## Questions to answer
- 1) According to the news report on the Queens toddler's death, at which hospital was the procedure performed?
- 2) Extend the news report about the Queens toddler who died after a circumcision, starting right after its final sentence.

A Queens toddler died this week after a routine circumcision -- a tragedy his family thinks was the result of the wrong analgesic.
Hospital officials say it "could take weeks" to get results of an autopsy for the 2-year-old boy, Jamaal Coleson Jr.
A spokesman from the medical examiner's office told NBC New York that an initial autopsy was inconclusive and that the baby's remains are "pending further testing," which could take weeks. But Coleson's family wants answers sooner.
"I want to know what happened," the boy's uncle, Jabbar Coleson, 23, told the New York Post from his hometown of Atlanta. "He was so sweet and energetic and so happy, a very happy child. I am very upset and I am glad I am a couple of hundred miles away. I have time to calm down and say my prayers."
Coleson Jr. died on Tuesday, just 10 hours after what the boy's uncle called a routine procedure at Beth Israel Hospital in Manhattan.

## Source data

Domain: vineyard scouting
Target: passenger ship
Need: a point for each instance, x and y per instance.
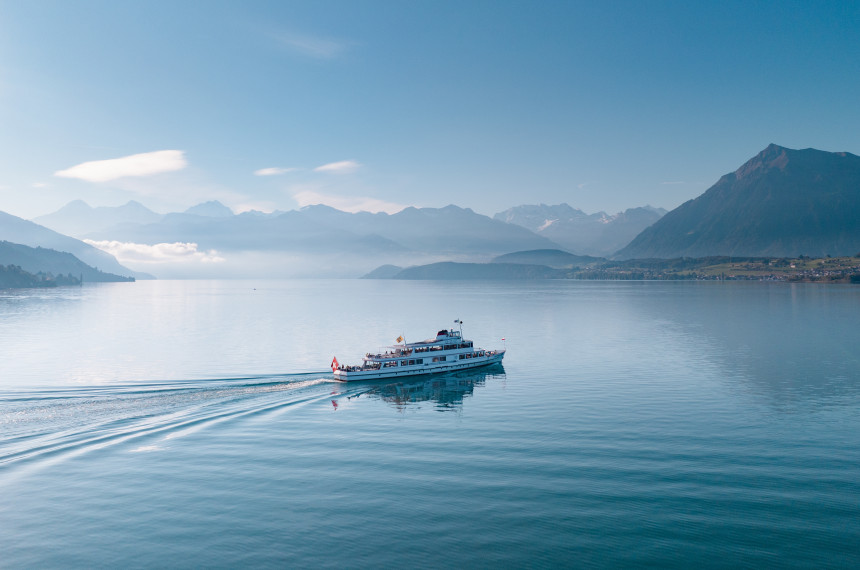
(448, 351)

## Results by task
- 1) Beth Israel Hospital in Manhattan.

- 2)
Jabbar Coleson told the paper that his nephew was supposed to receive a local analgesic but instead received a general. The child "woke up and laughed and called for his mother and then went critical." He was declared dead later that night at 8:35 p.m.
In a statement, the hospital said it reported the case as an "unexpected death" to the state Department of Health, and will conduct an internal review.
"This is a devastating event for his family as well as for the staff at Beth Israel who tried to save his life," the statement read.